Image location labeling entries:
# # # # #

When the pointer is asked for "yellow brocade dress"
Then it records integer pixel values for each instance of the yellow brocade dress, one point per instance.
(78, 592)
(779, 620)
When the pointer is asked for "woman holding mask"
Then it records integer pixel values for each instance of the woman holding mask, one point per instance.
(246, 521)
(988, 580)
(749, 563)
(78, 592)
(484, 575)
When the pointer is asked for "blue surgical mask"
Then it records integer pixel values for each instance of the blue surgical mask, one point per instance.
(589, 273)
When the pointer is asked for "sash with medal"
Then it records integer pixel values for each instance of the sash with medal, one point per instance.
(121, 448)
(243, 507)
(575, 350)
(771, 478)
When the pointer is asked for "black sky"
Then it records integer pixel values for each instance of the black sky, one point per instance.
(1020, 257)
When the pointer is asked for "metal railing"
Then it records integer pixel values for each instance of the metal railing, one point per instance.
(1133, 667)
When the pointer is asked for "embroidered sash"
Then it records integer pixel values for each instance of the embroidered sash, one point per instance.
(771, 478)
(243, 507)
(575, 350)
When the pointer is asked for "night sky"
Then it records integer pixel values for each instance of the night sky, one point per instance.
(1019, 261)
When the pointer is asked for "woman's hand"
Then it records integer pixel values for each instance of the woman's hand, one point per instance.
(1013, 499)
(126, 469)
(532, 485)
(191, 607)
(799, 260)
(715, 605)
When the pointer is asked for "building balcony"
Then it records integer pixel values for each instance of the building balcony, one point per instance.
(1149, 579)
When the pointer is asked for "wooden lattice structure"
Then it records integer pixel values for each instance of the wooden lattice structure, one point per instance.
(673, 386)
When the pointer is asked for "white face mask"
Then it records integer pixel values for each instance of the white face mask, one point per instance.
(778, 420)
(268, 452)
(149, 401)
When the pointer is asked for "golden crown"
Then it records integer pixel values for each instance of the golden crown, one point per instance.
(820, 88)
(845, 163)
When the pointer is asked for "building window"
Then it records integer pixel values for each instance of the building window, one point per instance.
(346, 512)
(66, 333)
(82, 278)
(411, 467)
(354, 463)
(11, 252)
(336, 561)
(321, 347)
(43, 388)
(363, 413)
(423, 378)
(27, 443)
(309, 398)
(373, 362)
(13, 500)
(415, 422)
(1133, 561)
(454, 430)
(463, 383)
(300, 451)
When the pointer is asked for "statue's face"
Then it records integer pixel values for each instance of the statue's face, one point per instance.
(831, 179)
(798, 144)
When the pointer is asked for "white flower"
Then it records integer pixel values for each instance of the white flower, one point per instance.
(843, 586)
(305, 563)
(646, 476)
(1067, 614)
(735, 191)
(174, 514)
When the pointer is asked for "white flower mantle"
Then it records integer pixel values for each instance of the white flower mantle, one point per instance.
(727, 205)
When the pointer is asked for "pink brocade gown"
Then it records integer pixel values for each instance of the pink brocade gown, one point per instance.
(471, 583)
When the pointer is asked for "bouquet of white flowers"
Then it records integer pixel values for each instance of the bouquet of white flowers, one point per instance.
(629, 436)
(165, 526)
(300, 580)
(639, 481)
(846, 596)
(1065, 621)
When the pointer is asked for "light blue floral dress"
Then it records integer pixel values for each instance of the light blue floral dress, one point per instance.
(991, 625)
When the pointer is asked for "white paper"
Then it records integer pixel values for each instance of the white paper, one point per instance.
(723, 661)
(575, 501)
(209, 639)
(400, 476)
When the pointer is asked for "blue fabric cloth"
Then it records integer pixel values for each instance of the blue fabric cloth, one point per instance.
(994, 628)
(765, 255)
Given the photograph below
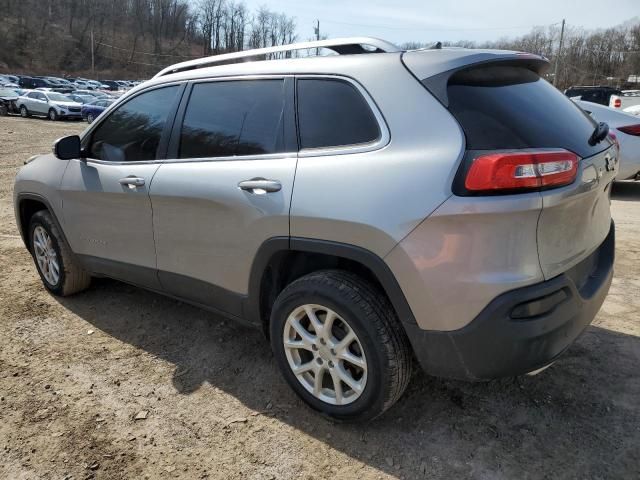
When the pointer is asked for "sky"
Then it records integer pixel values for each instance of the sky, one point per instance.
(446, 20)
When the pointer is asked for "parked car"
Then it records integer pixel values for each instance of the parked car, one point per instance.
(8, 99)
(479, 240)
(53, 105)
(626, 129)
(25, 81)
(633, 110)
(625, 100)
(80, 98)
(91, 110)
(595, 94)
(111, 85)
(37, 82)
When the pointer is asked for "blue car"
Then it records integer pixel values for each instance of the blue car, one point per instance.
(90, 111)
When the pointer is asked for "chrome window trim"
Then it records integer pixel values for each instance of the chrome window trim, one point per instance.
(121, 101)
(382, 141)
(236, 158)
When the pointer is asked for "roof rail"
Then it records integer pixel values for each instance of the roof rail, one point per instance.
(341, 46)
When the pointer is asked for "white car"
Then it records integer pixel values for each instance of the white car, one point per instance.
(626, 128)
(53, 105)
(635, 110)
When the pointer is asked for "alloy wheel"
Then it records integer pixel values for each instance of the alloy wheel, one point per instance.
(325, 354)
(46, 255)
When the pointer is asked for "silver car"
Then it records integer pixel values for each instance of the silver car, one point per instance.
(361, 209)
(52, 105)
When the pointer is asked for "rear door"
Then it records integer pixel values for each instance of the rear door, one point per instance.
(106, 203)
(225, 187)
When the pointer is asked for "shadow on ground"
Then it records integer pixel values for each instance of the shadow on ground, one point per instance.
(626, 191)
(578, 419)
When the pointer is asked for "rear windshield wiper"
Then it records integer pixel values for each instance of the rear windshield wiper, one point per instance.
(599, 134)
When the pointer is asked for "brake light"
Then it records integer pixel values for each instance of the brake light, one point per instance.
(522, 170)
(631, 130)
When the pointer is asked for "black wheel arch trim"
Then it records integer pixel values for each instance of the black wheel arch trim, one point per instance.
(25, 228)
(368, 259)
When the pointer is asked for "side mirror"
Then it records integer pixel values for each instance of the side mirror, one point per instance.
(67, 148)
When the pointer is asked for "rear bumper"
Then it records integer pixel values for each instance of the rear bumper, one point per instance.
(522, 330)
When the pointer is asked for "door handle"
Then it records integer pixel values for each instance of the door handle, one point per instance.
(132, 181)
(260, 186)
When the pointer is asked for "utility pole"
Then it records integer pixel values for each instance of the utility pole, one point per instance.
(316, 30)
(93, 62)
(555, 70)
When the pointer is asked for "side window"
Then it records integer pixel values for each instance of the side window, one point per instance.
(229, 118)
(132, 132)
(333, 113)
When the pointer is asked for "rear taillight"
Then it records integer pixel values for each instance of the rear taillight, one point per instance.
(631, 130)
(521, 170)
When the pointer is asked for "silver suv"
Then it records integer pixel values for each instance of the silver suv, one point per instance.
(364, 209)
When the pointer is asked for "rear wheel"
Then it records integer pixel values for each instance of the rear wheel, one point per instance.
(339, 345)
(56, 264)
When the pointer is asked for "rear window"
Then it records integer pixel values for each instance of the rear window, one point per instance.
(508, 107)
(229, 118)
(333, 113)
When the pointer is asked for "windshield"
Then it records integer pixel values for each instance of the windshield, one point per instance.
(56, 97)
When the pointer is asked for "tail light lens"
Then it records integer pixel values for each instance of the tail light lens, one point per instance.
(522, 170)
(631, 130)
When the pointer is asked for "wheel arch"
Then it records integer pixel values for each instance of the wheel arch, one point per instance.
(27, 205)
(281, 260)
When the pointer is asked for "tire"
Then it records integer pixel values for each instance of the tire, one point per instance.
(380, 345)
(71, 277)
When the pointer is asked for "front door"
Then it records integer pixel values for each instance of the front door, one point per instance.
(226, 189)
(106, 204)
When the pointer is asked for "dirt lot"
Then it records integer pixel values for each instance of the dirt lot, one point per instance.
(75, 372)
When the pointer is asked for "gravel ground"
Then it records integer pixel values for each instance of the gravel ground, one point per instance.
(77, 374)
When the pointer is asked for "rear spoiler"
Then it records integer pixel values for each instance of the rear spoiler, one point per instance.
(434, 68)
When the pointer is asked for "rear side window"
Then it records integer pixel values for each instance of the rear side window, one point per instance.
(132, 132)
(333, 113)
(508, 107)
(234, 118)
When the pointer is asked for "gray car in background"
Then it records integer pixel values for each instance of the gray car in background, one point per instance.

# # # # #

Objective. Without the pictures, return all the records precisely as they stand.

Answer to the problem.
When the pointer is asked for "yellow brocade dress"
Then it records integer pixel values for each instance of the yellow brocade dress, one point per instance.
(78, 592)
(779, 620)
When the pointer is asked for "woman holding mask"
Then it records integer pixel values for each instance of the woman holding mask, one point per instance.
(246, 521)
(988, 580)
(749, 563)
(78, 592)
(484, 575)
When the pointer is asked for "blue surgical mask"
Then it records integer pixel values for each instance of the blue surgical mask, one point per instance.
(589, 273)
When the pointer is asked for "sash with medal"
Then it records integer pixel values for each instance of the sash with medal, one point per instance.
(121, 448)
(243, 507)
(575, 350)
(771, 478)
When the pointer is asked for "black sky"
Then it records integer pixel values for each instance of the black sky, one point per instance.
(1020, 257)
When the pointer is asked for "metal railing"
Then it records integer pixel values for each instance of the metal railing, one point per instance.
(1133, 667)
When the pointer is asked for "embroidered sash"
Then it records integer pixel values for each instance of the embroidered sash, one point per instance.
(771, 478)
(243, 507)
(575, 350)
When the pointer is asked for "night sky"
Then it records integer pixel values for each instance of the night sky, one point per instance.
(1019, 261)
When the pointer is asked for "woman's hand"
Then it records integer pixel values for each instance of the woman's hand, one point per instance.
(1013, 499)
(126, 469)
(532, 485)
(191, 607)
(799, 260)
(715, 605)
When the pointer is asked for "building balcony"
Then it records integer pixel values for each instance of the building balcony, one point per instance.
(1149, 579)
When the pointer is asked for "wooden lattice structure"
Then it records integer pixel values for each instance of the wooden lattice structure, one point per instance.
(673, 386)
When the pointer is asked for "white face mask"
Then it records integer pixel values for each instance of the white face mask, one point per instance.
(778, 420)
(268, 452)
(149, 401)
When the pointer is asked for "golden crown"
Then it records integer pixel values for each instance of the golden crown, one point per instance.
(820, 88)
(845, 163)
When the pointer is asked for "building window"
Then it records integer pixel values for each instance of the building window, one point per instance.
(346, 512)
(66, 333)
(82, 278)
(411, 467)
(354, 463)
(11, 252)
(336, 561)
(321, 347)
(43, 388)
(363, 413)
(423, 378)
(27, 443)
(309, 398)
(373, 362)
(13, 500)
(415, 422)
(1133, 561)
(454, 430)
(463, 383)
(300, 451)
When the pointer is asked for "statue's face"
Then it records integer pixel values for each instance of the statue's face, one point per instance.
(831, 179)
(798, 144)
When the pointer is asked for "white flower"
Then it records integer pixel values for each instance of the white flower, one point per instance.
(843, 586)
(305, 563)
(646, 476)
(1067, 614)
(735, 191)
(174, 514)
When the pointer is asked for "white flower mantle"
Then it records integer pixel values for each instance of the white flower mantle, one point per instance.
(727, 205)
When the pointer is asked for "pink brocade gown"
Then it records integer pixel values for each instance of the pink brocade gown, one point per instance.
(471, 583)
When the pointer is asked for "bouquet of white flowers"
Then it records integer pixel values for each instance of the bouquet of white flowers, one point per instance.
(629, 436)
(165, 526)
(300, 580)
(639, 481)
(846, 596)
(1065, 621)
When the pointer is asked for "light blue floral dress"
Then it records integer pixel values for each instance of the light blue floral dress, one point per instance.
(991, 625)
When the pointer is asked for "white paper"
Then it records integer pixel values for each instance of the white paper, one point per instance.
(723, 661)
(575, 501)
(209, 639)
(400, 476)
When the pointer is asked for "blue fabric cloth"
Then it records integer pixel values for each instance of the blue fabric cloth, one point per instance.
(994, 628)
(765, 255)
Given the photograph below
When the pointer is asked for "sky"
Then it records integer pixel values for each instance of the sky, one point per instance.
(446, 20)
When the pointer is asked for "parked car"
Then it records integer pixel values for each instance of the parked car, one point per instance.
(8, 99)
(479, 240)
(53, 105)
(626, 129)
(25, 81)
(633, 110)
(625, 100)
(80, 98)
(91, 110)
(595, 94)
(111, 85)
(37, 82)
When the pointer is asked for "blue car"
Then it records integer pixel values for each instance of the blue car, one point per instance.
(90, 111)
When the pointer is asked for "chrome window trim"
Then it records integer pixel values for each instance of the chrome window trim, one point per instance.
(121, 101)
(382, 141)
(236, 158)
When the pointer is asked for "roof rail"
Then it records integer pixel values for each instance of the roof rail, one point per instance.
(341, 46)
When the pointer is asked for "white car"
Then it records integer pixel values for each instance of the white car, one point per instance.
(626, 128)
(53, 105)
(635, 110)
When the pointer is asked for "alloy wheel"
Then it records integer pixel values for each instance of the alloy wheel, one point per instance.
(325, 354)
(46, 255)
When the pointer is asked for "silver car"
Then it records integer pixel values for each instance of the silver car, one point per instance.
(361, 209)
(52, 105)
When the pointer is asked for "rear door"
Then it records integer pixel values for each instance of the rear door, one point per instance.
(106, 203)
(225, 187)
When the pointer is asked for "shadow on ground"
Then it records integer pixel values for each instance of the shadow on ground, one point per instance.
(626, 191)
(578, 419)
When the pointer is asked for "rear windshield wiper"
Then it records integer pixel values for each instance of the rear windshield wiper, one point per instance.
(599, 134)
When the pointer is asked for "brake light"
Then it records integer pixel values for each instance of the brake light, one point per instance.
(522, 170)
(631, 130)
When the pointer is asked for "black wheel arch trim"
Then it records integer pixel values for each instance of the black wheel arch trim, one point per instance.
(25, 228)
(368, 259)
When the pointer is asked for "side mirror"
Then it records integer pixel values for each instance of the side mirror, one point per instance.
(67, 148)
When the pointer is asked for "rear bumper"
Then it records integer pixel values for each instance of the rear bumper, one point per instance.
(522, 330)
When the pointer is asked for "door handle"
Then it records integer pixel values for each instance of the door handle, one point per instance.
(132, 181)
(260, 186)
When the pointer is asked for "utility pole"
Then it records integer pixel values for each instance of the utility pole, one point per instance.
(316, 30)
(93, 62)
(555, 70)
When the pointer is asked for "side window"
Then it records integer pixel values for each instance of the side window, one point per instance.
(229, 118)
(132, 132)
(333, 113)
When the pointer is asked for "rear taillight"
Then it records integer pixel values for each instance of the rear taillight, one point per instance.
(631, 130)
(521, 170)
When the pointer is asked for "silver suv"
Then it records integer pixel values for each instance of the silver suv, one point per instance.
(364, 209)
When the pointer is asked for "rear wheel"
Then it records integer pixel values for each instance of the rear wheel, one point per instance.
(339, 345)
(56, 264)
When the pointer is asked for "rear window"
Then it records integer pixel values for each instance of the rear window, one point per instance.
(508, 107)
(229, 118)
(333, 113)
When the pointer is asked for "windshield"
Then it records integer pixel values for each instance of the windshield, one point per instance.
(56, 97)
When the pointer is asked for "tail light lens"
Then it records integer pixel values for each instance of the tail light lens, one point per instance.
(522, 170)
(631, 130)
When the pointer is asked for "wheel arch"
Then it records integer pixel values for each instance of the wheel arch, one point per instance.
(27, 205)
(281, 260)
When the pointer is asked for "tire"
Then it records integer pixel values for each instance of the tire, one point per instance.
(380, 345)
(71, 277)
When the pointer is asked for "front door"
Then it records integer pixel values for each instance of the front door, one point per instance.
(226, 189)
(106, 204)
When the pointer is asked for "dirt lot"
Then it records integer pixel values for each instance of the dirt lot, one point per instance.
(75, 372)
When the pointer is asked for "gravel ground"
Then it records integer pixel values for each instance of the gravel ground, one point per instance.
(77, 374)
When the pointer is asked for "rear spoiler"
Then it records integer pixel values for each instance of the rear spoiler, one point per instance.
(434, 68)
When the pointer is asked for "rear side window"
Then it records integer pixel values for each instance of the rear side window, one point per instance.
(132, 132)
(333, 113)
(508, 107)
(234, 118)
When the pointer is asked for "gray car in background"
Then it records integer pixel values for each instance of the gray car in background, one point per instance.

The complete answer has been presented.